## REQUIREMENTS
**A)** Answer these questions about the glassblowing piece:
(i) In what year did the writer take a summer glassblowing course at Red Deer College?
(ii) What was Jeff Holmwood's course called?
(iii) How many repeating students were in the course?
**B)** Return the passage of the glassblowing piece from "Jeff Holmwood studied" to "Jeff’s courses before.", copied word for word.

## EXTRACT TO READ
□ □ □ □ □

By: Larissa Blokhuis
In 2007, I took a summer glassblowing course at Red Deer College. It was an incredibly fun experience, blowing glass from 9 a.m. until 8 p.m. As a student, I just enjoyed the experience of learning new techniques, trying out new ideas, and practicing the basics. I didn’t put much thought into what was going on behind the scenes. This summer, I got the chance to see behind-the-scenes as a TA for Jeff Holmwood’s course, “Advanced Glassblowing for Beginners.”
Jeff Holmwood studied glass at the Alberta College of Art + Design from 1990 – 1994, and has had an active career as a glass artist since then. He has been at Red Deer every summer since the mid 90s, first as a student, then as a tech, and now as a teacher. He teaches two one-week courses back-to-back, so that students can take both courses if they like. We did have two repeating students, and several students who have taken Jeff’s courses before.

□ □ □ □ □

## STORED RECORDS
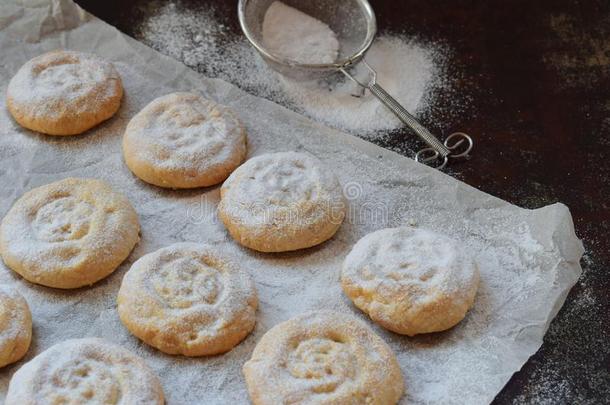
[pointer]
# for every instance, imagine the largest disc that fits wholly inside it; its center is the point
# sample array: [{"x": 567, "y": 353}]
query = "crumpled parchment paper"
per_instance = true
[{"x": 529, "y": 259}]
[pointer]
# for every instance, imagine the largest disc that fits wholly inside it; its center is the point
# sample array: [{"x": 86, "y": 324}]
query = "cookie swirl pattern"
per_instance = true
[
  {"x": 410, "y": 280},
  {"x": 282, "y": 201},
  {"x": 188, "y": 299},
  {"x": 68, "y": 234},
  {"x": 182, "y": 140},
  {"x": 85, "y": 371},
  {"x": 64, "y": 93},
  {"x": 323, "y": 357}
]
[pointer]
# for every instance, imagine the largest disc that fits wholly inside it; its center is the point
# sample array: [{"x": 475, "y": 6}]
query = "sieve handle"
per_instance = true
[{"x": 437, "y": 151}]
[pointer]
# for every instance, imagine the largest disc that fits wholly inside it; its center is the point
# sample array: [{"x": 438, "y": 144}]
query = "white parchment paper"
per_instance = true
[{"x": 528, "y": 259}]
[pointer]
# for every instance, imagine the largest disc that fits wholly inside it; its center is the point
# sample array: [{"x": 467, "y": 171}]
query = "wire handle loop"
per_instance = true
[{"x": 437, "y": 151}]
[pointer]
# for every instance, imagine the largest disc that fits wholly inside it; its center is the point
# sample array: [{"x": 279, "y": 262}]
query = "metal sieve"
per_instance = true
[{"x": 353, "y": 21}]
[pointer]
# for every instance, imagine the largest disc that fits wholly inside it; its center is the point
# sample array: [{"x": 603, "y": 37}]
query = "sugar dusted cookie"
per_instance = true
[
  {"x": 68, "y": 234},
  {"x": 85, "y": 371},
  {"x": 410, "y": 280},
  {"x": 323, "y": 357},
  {"x": 188, "y": 299},
  {"x": 182, "y": 140},
  {"x": 282, "y": 201},
  {"x": 64, "y": 93},
  {"x": 15, "y": 326}
]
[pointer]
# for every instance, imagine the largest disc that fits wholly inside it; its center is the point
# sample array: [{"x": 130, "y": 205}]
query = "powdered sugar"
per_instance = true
[
  {"x": 85, "y": 371},
  {"x": 412, "y": 71},
  {"x": 286, "y": 180},
  {"x": 14, "y": 321},
  {"x": 183, "y": 131},
  {"x": 56, "y": 81},
  {"x": 528, "y": 259},
  {"x": 418, "y": 260},
  {"x": 194, "y": 299},
  {"x": 294, "y": 35}
]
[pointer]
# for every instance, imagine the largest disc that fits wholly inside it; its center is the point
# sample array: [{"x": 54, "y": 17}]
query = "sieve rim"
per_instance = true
[{"x": 371, "y": 30}]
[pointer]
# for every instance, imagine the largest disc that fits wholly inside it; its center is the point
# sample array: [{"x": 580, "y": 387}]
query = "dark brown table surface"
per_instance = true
[{"x": 537, "y": 77}]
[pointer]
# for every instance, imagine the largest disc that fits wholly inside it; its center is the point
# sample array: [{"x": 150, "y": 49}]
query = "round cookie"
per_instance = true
[
  {"x": 68, "y": 234},
  {"x": 85, "y": 371},
  {"x": 282, "y": 201},
  {"x": 323, "y": 357},
  {"x": 64, "y": 93},
  {"x": 15, "y": 326},
  {"x": 182, "y": 140},
  {"x": 188, "y": 299},
  {"x": 410, "y": 280}
]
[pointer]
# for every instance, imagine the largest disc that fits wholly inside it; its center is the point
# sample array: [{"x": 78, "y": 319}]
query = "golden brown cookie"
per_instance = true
[
  {"x": 182, "y": 140},
  {"x": 282, "y": 201},
  {"x": 188, "y": 299},
  {"x": 15, "y": 326},
  {"x": 68, "y": 234},
  {"x": 323, "y": 357},
  {"x": 64, "y": 93},
  {"x": 410, "y": 280},
  {"x": 85, "y": 371}
]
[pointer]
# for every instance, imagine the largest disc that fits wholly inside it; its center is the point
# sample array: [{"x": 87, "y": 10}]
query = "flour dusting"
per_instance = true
[
  {"x": 412, "y": 71},
  {"x": 294, "y": 35}
]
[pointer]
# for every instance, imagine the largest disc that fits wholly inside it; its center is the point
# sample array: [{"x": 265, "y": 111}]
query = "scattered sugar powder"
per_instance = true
[
  {"x": 411, "y": 71},
  {"x": 499, "y": 333}
]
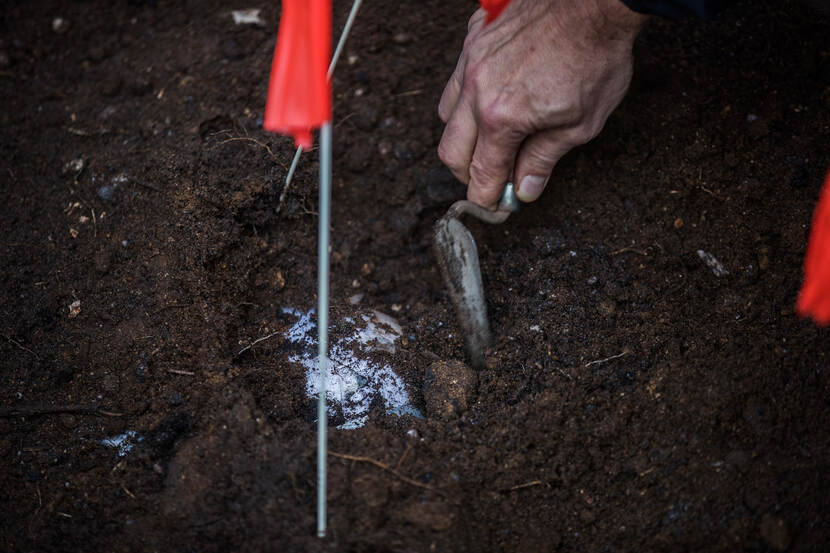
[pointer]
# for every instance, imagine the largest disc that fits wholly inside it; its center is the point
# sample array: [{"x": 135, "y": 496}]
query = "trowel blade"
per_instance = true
[{"x": 458, "y": 259}]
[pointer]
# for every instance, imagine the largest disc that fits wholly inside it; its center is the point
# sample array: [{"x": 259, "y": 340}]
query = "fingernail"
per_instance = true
[{"x": 531, "y": 187}]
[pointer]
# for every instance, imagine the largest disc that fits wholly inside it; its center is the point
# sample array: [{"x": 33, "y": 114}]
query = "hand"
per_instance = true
[{"x": 531, "y": 85}]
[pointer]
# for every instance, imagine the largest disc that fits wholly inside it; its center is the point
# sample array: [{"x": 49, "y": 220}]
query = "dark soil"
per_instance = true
[{"x": 634, "y": 401}]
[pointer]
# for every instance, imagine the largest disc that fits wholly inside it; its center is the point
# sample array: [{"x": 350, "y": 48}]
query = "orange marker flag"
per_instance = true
[
  {"x": 814, "y": 298},
  {"x": 299, "y": 94}
]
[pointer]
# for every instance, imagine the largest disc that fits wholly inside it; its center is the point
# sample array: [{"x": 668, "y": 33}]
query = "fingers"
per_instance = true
[
  {"x": 459, "y": 141},
  {"x": 536, "y": 159}
]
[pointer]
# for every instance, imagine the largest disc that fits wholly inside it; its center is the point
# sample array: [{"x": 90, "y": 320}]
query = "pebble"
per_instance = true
[
  {"x": 448, "y": 388},
  {"x": 73, "y": 167},
  {"x": 384, "y": 146}
]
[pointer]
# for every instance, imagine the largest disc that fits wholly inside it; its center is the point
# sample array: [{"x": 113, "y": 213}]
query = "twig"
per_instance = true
[
  {"x": 257, "y": 142},
  {"x": 21, "y": 346},
  {"x": 525, "y": 485},
  {"x": 598, "y": 361},
  {"x": 255, "y": 342},
  {"x": 35, "y": 410},
  {"x": 179, "y": 371},
  {"x": 386, "y": 468}
]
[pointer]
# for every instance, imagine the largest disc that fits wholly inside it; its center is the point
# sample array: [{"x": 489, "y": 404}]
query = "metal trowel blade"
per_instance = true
[{"x": 458, "y": 258}]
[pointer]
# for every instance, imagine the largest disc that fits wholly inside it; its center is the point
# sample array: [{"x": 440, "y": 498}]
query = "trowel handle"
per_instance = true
[
  {"x": 508, "y": 204},
  {"x": 509, "y": 201}
]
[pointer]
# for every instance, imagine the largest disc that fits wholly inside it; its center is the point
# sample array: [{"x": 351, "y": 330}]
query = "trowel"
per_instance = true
[{"x": 458, "y": 258}]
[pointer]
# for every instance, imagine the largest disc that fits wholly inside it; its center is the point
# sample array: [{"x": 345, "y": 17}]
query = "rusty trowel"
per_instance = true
[{"x": 458, "y": 258}]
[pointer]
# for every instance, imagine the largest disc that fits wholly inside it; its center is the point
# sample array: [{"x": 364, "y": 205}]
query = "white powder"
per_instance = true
[{"x": 123, "y": 443}]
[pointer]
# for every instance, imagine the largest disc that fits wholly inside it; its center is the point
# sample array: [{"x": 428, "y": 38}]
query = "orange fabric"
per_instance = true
[
  {"x": 493, "y": 8},
  {"x": 814, "y": 299},
  {"x": 299, "y": 95}
]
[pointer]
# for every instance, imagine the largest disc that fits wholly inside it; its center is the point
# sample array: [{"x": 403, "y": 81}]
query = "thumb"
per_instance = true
[{"x": 537, "y": 157}]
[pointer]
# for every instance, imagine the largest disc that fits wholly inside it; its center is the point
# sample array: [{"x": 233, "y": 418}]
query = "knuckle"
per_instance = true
[
  {"x": 495, "y": 115},
  {"x": 482, "y": 175}
]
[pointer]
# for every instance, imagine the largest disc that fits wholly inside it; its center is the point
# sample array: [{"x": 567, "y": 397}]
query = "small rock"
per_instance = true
[
  {"x": 60, "y": 25},
  {"x": 448, "y": 388},
  {"x": 775, "y": 533},
  {"x": 712, "y": 263},
  {"x": 388, "y": 122},
  {"x": 385, "y": 146},
  {"x": 247, "y": 17}
]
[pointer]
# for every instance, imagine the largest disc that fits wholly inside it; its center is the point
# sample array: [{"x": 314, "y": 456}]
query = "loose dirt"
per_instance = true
[{"x": 635, "y": 400}]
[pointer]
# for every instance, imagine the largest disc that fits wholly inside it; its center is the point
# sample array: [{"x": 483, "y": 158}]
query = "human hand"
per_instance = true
[{"x": 531, "y": 85}]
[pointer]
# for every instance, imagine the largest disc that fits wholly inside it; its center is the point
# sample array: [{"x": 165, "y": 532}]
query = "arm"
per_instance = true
[{"x": 538, "y": 81}]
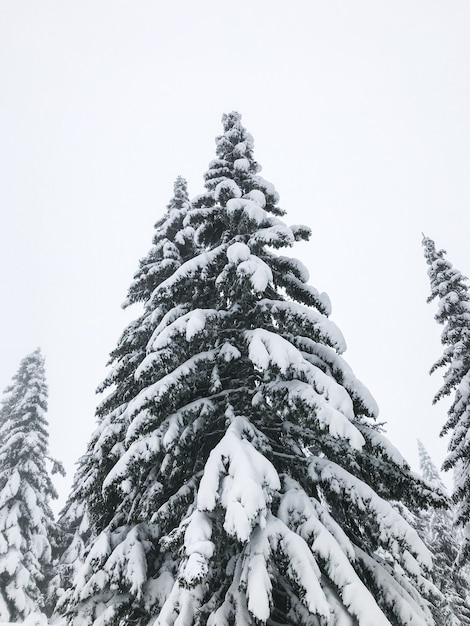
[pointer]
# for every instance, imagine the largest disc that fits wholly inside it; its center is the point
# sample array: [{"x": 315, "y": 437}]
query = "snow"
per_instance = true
[
  {"x": 229, "y": 186},
  {"x": 33, "y": 619},
  {"x": 241, "y": 479}
]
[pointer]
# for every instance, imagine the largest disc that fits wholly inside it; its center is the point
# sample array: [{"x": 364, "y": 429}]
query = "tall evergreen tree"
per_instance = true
[
  {"x": 86, "y": 511},
  {"x": 440, "y": 536},
  {"x": 450, "y": 288},
  {"x": 253, "y": 484},
  {"x": 27, "y": 528}
]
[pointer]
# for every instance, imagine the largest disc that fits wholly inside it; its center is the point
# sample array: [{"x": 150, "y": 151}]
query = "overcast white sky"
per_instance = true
[{"x": 361, "y": 117}]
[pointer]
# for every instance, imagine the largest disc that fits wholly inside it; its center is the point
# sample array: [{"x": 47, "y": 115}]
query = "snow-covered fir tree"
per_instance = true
[
  {"x": 449, "y": 287},
  {"x": 248, "y": 481},
  {"x": 28, "y": 533},
  {"x": 85, "y": 510},
  {"x": 440, "y": 536}
]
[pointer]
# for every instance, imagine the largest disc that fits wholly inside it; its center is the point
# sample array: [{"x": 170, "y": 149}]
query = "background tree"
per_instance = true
[
  {"x": 440, "y": 536},
  {"x": 450, "y": 289},
  {"x": 27, "y": 529},
  {"x": 253, "y": 484}
]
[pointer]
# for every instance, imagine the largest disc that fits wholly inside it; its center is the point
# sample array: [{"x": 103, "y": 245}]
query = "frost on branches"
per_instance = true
[
  {"x": 238, "y": 475},
  {"x": 450, "y": 289},
  {"x": 439, "y": 535},
  {"x": 27, "y": 529}
]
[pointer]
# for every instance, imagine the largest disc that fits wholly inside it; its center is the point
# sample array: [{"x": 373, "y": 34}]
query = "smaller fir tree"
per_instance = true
[
  {"x": 27, "y": 529},
  {"x": 450, "y": 288},
  {"x": 436, "y": 527}
]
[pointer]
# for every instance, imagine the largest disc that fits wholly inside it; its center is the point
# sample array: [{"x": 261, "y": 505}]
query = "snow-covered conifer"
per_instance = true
[
  {"x": 436, "y": 526},
  {"x": 253, "y": 484},
  {"x": 27, "y": 528},
  {"x": 86, "y": 510},
  {"x": 450, "y": 289}
]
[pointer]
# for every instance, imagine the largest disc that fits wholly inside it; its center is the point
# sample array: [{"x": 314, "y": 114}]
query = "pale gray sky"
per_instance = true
[{"x": 360, "y": 114}]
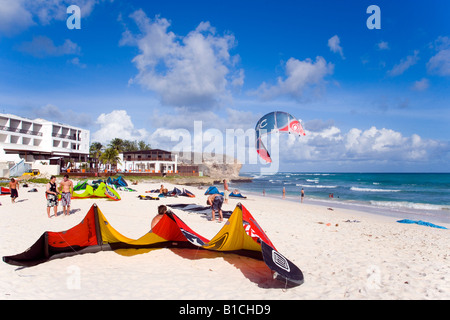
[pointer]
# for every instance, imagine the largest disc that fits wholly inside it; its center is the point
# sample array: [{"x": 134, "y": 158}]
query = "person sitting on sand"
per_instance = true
[
  {"x": 162, "y": 209},
  {"x": 215, "y": 201}
]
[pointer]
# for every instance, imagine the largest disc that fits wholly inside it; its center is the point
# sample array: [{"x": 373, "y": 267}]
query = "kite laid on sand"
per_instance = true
[{"x": 241, "y": 235}]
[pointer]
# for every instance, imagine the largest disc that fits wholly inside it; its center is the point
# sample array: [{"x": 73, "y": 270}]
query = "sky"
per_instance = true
[{"x": 371, "y": 88}]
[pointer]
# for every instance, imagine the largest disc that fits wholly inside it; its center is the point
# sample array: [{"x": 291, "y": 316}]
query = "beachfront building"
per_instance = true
[
  {"x": 150, "y": 161},
  {"x": 41, "y": 141}
]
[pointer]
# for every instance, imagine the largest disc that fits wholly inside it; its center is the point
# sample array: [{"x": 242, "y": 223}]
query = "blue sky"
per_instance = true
[{"x": 369, "y": 99}]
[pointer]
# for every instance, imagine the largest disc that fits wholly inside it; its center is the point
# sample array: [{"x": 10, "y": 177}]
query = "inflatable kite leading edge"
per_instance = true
[{"x": 241, "y": 235}]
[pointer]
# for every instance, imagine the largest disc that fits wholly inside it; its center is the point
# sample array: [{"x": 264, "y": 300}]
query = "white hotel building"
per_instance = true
[{"x": 39, "y": 139}]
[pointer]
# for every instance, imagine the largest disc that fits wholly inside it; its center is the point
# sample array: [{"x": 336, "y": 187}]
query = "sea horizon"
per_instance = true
[{"x": 414, "y": 195}]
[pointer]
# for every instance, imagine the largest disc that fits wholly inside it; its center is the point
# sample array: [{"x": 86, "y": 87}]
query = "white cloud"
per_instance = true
[
  {"x": 383, "y": 45},
  {"x": 404, "y": 64},
  {"x": 440, "y": 63},
  {"x": 300, "y": 75},
  {"x": 117, "y": 124},
  {"x": 371, "y": 145},
  {"x": 421, "y": 85},
  {"x": 42, "y": 47},
  {"x": 193, "y": 70},
  {"x": 54, "y": 113},
  {"x": 334, "y": 43}
]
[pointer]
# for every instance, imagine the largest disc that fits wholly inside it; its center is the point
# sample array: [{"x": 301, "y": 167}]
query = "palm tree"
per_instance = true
[
  {"x": 143, "y": 145},
  {"x": 110, "y": 156},
  {"x": 95, "y": 151},
  {"x": 117, "y": 144}
]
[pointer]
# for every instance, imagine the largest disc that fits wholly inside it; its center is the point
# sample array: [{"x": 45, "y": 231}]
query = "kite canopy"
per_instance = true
[
  {"x": 101, "y": 191},
  {"x": 241, "y": 234},
  {"x": 277, "y": 121}
]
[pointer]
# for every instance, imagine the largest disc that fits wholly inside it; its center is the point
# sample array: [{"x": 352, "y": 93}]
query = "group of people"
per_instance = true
[{"x": 52, "y": 193}]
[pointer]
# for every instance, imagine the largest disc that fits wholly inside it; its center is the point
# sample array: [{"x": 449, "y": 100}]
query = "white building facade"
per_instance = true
[
  {"x": 150, "y": 161},
  {"x": 39, "y": 139}
]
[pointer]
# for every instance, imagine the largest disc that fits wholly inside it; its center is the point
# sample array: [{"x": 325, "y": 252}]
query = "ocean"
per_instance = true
[{"x": 423, "y": 196}]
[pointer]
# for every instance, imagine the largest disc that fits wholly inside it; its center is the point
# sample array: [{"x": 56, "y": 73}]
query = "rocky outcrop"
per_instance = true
[{"x": 213, "y": 166}]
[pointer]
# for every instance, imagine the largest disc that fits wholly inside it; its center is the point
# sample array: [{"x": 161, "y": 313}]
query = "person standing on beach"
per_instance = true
[
  {"x": 66, "y": 195},
  {"x": 226, "y": 191},
  {"x": 14, "y": 187},
  {"x": 215, "y": 201},
  {"x": 52, "y": 196}
]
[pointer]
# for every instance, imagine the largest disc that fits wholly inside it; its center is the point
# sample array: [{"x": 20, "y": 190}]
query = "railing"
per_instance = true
[
  {"x": 19, "y": 168},
  {"x": 11, "y": 129},
  {"x": 64, "y": 136}
]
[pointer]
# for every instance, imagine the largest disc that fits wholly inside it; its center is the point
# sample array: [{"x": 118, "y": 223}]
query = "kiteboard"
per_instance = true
[
  {"x": 147, "y": 197},
  {"x": 283, "y": 269}
]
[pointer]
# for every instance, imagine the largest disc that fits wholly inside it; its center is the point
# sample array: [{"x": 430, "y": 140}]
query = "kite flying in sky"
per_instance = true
[{"x": 277, "y": 121}]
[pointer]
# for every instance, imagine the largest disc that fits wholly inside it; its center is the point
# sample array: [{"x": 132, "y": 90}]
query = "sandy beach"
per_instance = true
[{"x": 343, "y": 254}]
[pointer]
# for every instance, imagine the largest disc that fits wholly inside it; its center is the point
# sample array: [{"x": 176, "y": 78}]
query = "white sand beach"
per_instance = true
[{"x": 343, "y": 254}]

□ □ □ □ □

## OUTPUTS BY TASK
**A)**
(i) 2007
(ii) "Advanced Glassblowing for Beginners"
(iii) Two

**B)**
Jeff Holmwood studied glass at the Alberta College of Art + Design from 1990 – 1994, and has had an active career as a glass artist since then. He has been at Red Deer every summer since the mid 90s, first as a student, then as a tech, and now as a teacher. He teaches two one-week courses back-to-back, so that students can take both courses if they like. We did have two repeating students, and several students who have taken Jeff’s courses before.